Please keep to the lines below from the one with "Target: woman's outstretched arm" through the one with "[locate] the dark green", and restate them word for word, ends included.

##########

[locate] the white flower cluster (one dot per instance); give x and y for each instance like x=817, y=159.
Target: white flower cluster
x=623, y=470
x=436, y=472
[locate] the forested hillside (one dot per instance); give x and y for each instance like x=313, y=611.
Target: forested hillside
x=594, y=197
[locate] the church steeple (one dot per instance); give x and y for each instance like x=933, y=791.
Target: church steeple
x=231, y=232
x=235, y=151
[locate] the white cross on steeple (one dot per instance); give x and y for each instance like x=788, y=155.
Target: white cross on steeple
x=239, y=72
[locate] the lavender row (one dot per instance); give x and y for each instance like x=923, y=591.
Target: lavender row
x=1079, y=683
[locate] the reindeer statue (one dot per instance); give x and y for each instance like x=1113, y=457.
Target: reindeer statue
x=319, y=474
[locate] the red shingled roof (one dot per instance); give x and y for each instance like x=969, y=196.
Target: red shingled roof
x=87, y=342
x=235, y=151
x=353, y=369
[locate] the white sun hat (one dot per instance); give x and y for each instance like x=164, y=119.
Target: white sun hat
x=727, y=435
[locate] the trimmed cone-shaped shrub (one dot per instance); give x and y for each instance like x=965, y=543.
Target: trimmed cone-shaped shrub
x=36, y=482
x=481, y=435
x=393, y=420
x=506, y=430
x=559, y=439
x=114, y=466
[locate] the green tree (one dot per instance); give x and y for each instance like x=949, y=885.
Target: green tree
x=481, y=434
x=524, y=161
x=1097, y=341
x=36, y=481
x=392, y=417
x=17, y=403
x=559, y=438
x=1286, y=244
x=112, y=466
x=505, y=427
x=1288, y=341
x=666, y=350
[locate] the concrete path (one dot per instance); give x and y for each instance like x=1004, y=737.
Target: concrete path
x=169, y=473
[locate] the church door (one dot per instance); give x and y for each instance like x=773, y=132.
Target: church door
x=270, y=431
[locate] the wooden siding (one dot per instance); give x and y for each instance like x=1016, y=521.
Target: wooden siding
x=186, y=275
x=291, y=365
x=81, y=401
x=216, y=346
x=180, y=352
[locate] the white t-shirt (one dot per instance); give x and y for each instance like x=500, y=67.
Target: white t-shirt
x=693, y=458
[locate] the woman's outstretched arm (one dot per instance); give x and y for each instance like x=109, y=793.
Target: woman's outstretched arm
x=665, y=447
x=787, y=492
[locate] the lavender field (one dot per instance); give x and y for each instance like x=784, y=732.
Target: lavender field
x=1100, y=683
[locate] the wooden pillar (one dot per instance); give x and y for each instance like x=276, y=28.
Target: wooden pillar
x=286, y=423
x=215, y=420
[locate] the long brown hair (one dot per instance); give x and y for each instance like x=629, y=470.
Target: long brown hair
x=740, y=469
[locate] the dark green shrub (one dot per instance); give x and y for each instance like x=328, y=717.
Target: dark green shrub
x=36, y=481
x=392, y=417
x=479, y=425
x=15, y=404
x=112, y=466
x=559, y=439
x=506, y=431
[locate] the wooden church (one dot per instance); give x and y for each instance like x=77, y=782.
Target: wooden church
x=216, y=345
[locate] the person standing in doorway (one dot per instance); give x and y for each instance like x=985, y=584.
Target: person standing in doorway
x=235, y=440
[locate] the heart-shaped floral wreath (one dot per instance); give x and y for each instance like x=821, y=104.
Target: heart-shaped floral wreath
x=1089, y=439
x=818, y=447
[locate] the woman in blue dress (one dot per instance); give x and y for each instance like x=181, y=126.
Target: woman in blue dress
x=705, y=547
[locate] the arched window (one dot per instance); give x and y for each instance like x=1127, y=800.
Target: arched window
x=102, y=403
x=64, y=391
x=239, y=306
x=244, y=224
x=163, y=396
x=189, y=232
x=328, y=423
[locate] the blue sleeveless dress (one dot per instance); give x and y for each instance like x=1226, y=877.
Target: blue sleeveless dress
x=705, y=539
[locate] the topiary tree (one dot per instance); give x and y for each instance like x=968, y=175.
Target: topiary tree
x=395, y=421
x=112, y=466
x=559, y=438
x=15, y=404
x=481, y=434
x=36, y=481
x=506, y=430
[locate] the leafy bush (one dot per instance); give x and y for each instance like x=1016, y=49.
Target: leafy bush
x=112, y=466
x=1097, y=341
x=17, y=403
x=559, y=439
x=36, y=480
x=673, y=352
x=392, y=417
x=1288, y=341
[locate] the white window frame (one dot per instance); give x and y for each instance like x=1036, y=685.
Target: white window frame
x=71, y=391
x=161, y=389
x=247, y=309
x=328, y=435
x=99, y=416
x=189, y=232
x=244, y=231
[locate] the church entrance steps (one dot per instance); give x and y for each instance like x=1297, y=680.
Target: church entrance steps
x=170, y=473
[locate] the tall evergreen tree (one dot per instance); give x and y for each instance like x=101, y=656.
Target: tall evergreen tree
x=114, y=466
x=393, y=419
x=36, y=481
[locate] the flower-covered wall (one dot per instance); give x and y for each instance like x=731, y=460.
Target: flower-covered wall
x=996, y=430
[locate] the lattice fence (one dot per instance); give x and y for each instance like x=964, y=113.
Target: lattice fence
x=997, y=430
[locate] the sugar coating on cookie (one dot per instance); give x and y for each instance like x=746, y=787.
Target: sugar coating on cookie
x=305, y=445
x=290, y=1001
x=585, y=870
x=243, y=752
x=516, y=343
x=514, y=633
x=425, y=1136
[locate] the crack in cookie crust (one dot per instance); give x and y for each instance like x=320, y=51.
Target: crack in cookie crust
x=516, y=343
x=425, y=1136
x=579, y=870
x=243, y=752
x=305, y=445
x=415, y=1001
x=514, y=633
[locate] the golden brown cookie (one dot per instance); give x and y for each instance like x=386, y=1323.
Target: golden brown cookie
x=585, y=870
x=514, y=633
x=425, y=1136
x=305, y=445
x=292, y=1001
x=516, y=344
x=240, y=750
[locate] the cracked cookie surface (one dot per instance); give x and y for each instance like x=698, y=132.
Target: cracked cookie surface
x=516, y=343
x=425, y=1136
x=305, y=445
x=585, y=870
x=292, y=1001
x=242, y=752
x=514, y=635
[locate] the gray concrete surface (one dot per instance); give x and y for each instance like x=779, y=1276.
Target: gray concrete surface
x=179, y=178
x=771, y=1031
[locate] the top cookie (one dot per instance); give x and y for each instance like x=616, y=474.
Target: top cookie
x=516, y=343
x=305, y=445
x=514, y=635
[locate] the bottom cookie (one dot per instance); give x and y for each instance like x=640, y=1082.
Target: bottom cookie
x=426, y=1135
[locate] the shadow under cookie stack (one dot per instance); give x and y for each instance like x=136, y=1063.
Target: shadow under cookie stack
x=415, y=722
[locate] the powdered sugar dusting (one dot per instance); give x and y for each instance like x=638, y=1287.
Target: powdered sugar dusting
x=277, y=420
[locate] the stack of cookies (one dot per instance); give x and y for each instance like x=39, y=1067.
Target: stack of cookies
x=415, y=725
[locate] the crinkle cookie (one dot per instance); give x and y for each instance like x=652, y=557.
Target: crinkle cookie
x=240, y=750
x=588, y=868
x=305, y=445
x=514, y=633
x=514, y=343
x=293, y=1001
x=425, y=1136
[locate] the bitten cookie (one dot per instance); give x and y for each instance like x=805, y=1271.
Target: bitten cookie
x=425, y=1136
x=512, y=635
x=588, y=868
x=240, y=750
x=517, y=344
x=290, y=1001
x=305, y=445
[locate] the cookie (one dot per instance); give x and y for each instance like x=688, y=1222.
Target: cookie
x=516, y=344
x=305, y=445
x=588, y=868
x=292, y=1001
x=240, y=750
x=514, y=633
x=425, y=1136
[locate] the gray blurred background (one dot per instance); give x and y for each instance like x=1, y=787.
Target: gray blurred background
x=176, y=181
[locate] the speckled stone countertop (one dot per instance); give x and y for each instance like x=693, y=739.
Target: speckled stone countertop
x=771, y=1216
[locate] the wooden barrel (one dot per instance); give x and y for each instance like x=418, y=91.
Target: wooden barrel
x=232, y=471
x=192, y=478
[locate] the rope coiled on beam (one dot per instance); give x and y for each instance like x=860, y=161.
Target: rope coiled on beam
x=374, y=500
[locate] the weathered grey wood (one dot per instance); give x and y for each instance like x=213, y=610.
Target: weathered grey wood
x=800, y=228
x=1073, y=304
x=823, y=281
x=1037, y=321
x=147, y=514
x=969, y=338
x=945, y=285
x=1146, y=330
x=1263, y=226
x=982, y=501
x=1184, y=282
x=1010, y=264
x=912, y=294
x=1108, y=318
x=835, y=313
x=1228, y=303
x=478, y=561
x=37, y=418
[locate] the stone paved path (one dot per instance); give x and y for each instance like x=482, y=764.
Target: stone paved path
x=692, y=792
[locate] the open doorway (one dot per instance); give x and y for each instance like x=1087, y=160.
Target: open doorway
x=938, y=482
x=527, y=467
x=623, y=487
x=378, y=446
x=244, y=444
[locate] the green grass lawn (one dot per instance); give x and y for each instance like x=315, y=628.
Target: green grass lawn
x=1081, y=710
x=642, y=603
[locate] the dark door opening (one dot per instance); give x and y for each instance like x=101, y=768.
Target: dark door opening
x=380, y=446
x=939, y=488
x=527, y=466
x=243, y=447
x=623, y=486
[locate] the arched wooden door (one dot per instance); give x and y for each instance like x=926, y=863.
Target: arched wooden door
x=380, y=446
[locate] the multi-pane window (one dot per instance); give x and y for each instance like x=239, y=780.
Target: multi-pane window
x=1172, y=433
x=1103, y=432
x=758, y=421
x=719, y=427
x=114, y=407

##########

_EXERCISE ANSWER:_
Target: woman's outstretched arm
x=665, y=447
x=787, y=492
[locate] the lavender field (one dot per instance); give x and y for each instance like x=784, y=732.
Target: lavender field
x=1100, y=683
[locate] the wooden pillar (one dot per instance); give x and y for each instance like x=276, y=28.
Target: wooden pillar
x=286, y=423
x=215, y=420
[locate] the long brown hair (one dot per instance); give x and y for each instance like x=629, y=470.
Target: long brown hair
x=740, y=469
[locate] the dark green shrub (one dot per instance); give x and y for each instance like x=328, y=717.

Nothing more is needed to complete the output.